* Reading passage:
* * * * *

Area of Bolton in Greater Manchester, England

Tonge is an outlying area of Bolton, in Greater Manchester, England. The name is supposed to be derived from the Old English "tang" or "twang" meaning a fork in a river. Tonge comprises two areas, namely Tonge Fold and Tonge Moor. Tonge Fold sits upon the River Tonge, a region of whose banks are a geological site of special scientific interest (SSSI).

== History ==
Historically a part of Lancashire, it was once part of the township and chapelry of Bolton parish. By the end of the 19th century Tonge was home to a coal mine. In 1894 Tonge became a separate civil parish, being formed from the rural part of Halliwell, on 30 September 1898 the parish was abolished and merged with Bolton.

==Education==
There are four primary schools in Tonge;-
- Moorgate Country Primary School
- Tonge Moor Academy Primary School
- Castle Hill Primary School
- St Columba's RC Primary School

Tonge does not have any secondary schools within its borders, though schools like Canon Slade School, Turton School and Sharples School are popular choices around the area.

==Landmarks==
A noteworthy building in Tonge is Hall i' th' Wood, an early 16th-century manor house, and once the home of Samuel Crompton in the 18th century. The building was bought by William Lever (later Lord Leverhulme) in 1899, and after it was restored, he gave it to Bolton Corporation in 1900.

The public cemetery, laid out by William Henderson, was opened in 1856, with extant buildings by Charles Holt and John Smalman Smith, 29 acres of land having been purchased from Le Gendre Nicholas Starkie.

* * * * *

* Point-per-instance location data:
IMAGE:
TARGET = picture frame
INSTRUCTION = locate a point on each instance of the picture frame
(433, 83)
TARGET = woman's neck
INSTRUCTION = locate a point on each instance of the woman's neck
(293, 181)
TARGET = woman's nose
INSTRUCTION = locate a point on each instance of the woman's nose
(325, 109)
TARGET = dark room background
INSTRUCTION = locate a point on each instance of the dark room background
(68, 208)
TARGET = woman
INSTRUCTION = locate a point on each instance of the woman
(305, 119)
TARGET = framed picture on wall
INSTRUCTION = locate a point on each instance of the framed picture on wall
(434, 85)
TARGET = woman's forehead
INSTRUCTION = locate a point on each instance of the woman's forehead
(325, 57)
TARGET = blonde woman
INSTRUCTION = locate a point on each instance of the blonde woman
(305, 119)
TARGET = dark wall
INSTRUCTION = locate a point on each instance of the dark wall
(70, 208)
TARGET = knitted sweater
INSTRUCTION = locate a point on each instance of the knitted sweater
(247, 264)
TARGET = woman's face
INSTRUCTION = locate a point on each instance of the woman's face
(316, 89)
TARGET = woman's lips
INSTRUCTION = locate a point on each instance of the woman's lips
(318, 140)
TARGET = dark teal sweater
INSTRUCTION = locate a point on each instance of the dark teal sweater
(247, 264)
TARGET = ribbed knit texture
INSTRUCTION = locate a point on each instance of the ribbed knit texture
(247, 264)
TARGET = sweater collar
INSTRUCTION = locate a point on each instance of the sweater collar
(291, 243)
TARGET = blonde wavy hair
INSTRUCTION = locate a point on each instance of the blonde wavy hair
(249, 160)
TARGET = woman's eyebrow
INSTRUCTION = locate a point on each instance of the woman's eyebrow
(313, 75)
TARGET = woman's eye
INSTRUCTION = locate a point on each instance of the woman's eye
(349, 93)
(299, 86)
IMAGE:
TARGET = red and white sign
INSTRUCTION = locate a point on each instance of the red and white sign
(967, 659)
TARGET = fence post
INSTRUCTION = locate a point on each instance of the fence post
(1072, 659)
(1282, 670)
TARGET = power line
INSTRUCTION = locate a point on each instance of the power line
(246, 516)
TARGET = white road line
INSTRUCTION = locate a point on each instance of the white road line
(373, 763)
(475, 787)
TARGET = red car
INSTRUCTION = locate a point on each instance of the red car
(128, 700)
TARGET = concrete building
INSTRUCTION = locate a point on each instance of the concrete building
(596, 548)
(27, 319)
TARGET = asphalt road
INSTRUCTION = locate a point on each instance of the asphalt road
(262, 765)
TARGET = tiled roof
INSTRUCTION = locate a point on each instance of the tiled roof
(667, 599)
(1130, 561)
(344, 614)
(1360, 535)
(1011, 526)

* * * * *

* Explore the material:
[a] Turn the paragraph of the Tonge text that begins "Historically a part of Lancashire" into a short bulleted list that keeps its main facts.
[b] Name every primary school that the Tonge text says is in Tonge.
Work only from the Tonge text and not from the records.

* Results for each task:
[a]
- Tonge was historically part of Lancashire.
- It was once part of the township and chapelry of Bolton parish.
- By the end of the 19th century it had a coal mine.
- In 1894 it became a separate civil parish, formed from the rural part of Halliwell.
- On 30 September 1898 the parish was abolished and merged with Bolton.

[b]
- Moorgate Country Primary School
- Tonge Moor Academy Primary School
- Castle Hill Primary School
- St Columba's RC Primary School